- **Testo della pagina**
◆ ◆ ◆

Ripartenza ammaccata

Oggi il Paese riparte. Ammaccato, dolorante, convalescente, ma riparte. Un Paese dal tessuto economico compromesso, con rabbia e determinazione, riparte. Bar, ristoranti, parrucchieri, estetisti, negozi, palestre, ci si augura giorni migliori, ci si accontenta dei pochi clienti, ci si sforza di avere fiducia. Ma a volte è difficile. Quante serrande abbassate conteremo oggi? E domani? E tra un mese o due, quando si tornerà a pagare le imposte, e tante persone non ce la faranno?

A metà febbraio il bar sotto casa mia ha cambiato gestione. Lo ha comprato una famiglia cinese, marito e moglie, gentilissimi, sempre sorridenti, con la voglia di imparare. Sono stati travolti da una situazione che non è mai stata sotto il controllo di nessuno. Ma oggi, il loro caffè, non lo compra nessuno. In dieci o venti persone sono in fila davanti al bar più lontano, quello che si fa pagare dieci centesimi in più, perché se lo può permettere, perché il quartiere è pieno di ricchi. Ma l’ingiustizia pesa. Vedere quel bar mezzo vuoto, e lui in piedi all’ingresso, in attesa dei pochi clienti che gli compreranno al massimo un caffè. L’altro giorno mio padre ha ordinato due brioches. Perchè sono buone, e perché non è giusto. Non è giusto che per caso e sfortuna ci rimettano le brave persone, quelle che ce la mettono tutta, che lavorano con passione, che hanno sempre il sorriso e non si lamentano mai. Nemmeno adesso, con le rate del mutuo da pagare, ha perso il suo sorriso.

C’è chi invece ha già lasciato perdere: è il bar di fronte alla mia università.

Ed è difficile spiegare il dispiacere, quanto io fossi affezionata a quel locale, perché in effetti non ci si rende nemmeno conto di quanto certi luoghi siano importanti per noi. Ma tra quelle mura ho studiato, ho giocato a carte, ho brindato alla fine degli esami, ho conosciuto nuovi amici, ho organizzato gite e cene di gruppo. E durante le pause tra le lezioni, sono corsa lì per un caffè al volo, e mai una volta sono stata trattata male, mai una volta ho dovuto aspettare. Ho anche pranzato, in quel bar. La donna al bancone ci sapeva fare, era come se fosse nata tra gli studenti universitari, nata per fare quello, per chiedere loro quando fosse la laurea o se le lezioni fossero noiose. Era un’abitudine, per noi. Un punto di riferimento. E forse è sbagliato prendersela, ma non è giusto. Stiamo perdendo un pezzo della nostra storia, lavoratori onesti che hanno visto la propria attività morire, e che davanti a una serranda abbassata hanno capito che non ce l’avrebbero fatta. Non solo bar, ma anche parrucchieri, negozi, circoli sportivi, piccoli club. Molti non sappiamo neppure che sono esistiti. Ma quando a chiudere è un luogo in cui siamo cresciuti, seppur per due anni e mezzo appena, fa male. E ti fa capire quanto oggi sia sì una ripartenza, ma anche un momento di riflessione, e di verità. Quanto ci ha colpiti questa situazione? Quanto siamo vulnerabili davanti a una malattia che prima colpisce le persone, e poi i posti di lavoro, l’economia, la nostra ricchezza? Non si può quantificare, ma le ferite non si contano sulle dita di due mani. Molte sono ferite fantasma, alcune neanche annunciate, sono semplicemente portoni chiusi, con i vecchi cartelli ormai logori “Apriremo il prima possibile”. Non è bastato. E noi universitari piangiamo un bar che da oggi non esiste più, ma tanti lavoratori piangono un reddito che non ricevono più. E forse proprio su questo bisognerebbe riflettere. Perché l’emergenza non è mai stata soltanto sanitaria, e la lotta non è mai stata soltanto contro il virus, ma contro un sistema che si è dovuto fermare, e come una macchina industriale, fermandosi si è inceppato, buttando via gli sforzi di tantissime persone.

◆ ◆ ◆

- **Dati forniti**
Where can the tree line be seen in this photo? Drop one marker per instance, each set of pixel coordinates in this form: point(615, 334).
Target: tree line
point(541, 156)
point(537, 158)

◆ ◆ ◆

- **Descrizione compito**
Trascrivi senza alcuna modifica il tratto del testo sulla ripartenza che va da "Oggi il Paese" fino a "ce la faranno?", estremi inclusi.

- **Risultato esercizio**
Oggi il Paese riparte. Ammaccato, dolorante, convalescente, ma riparte. Un Paese dal tessuto economico compromesso, con rabbia e determinazione, riparte. Bar, ristoranti, parrucchieri, estetisti, negozi, palestre, ci si augura giorni migliori, ci si accontenta dei pochi clienti, ci si sforza di avere fiducia. Ma a volte è difficile. Quante serrande abbassate conteremo oggi? E domani? E tra un mese o due, quando si tornerà a pagare le imposte, e tante persone non ce la faranno?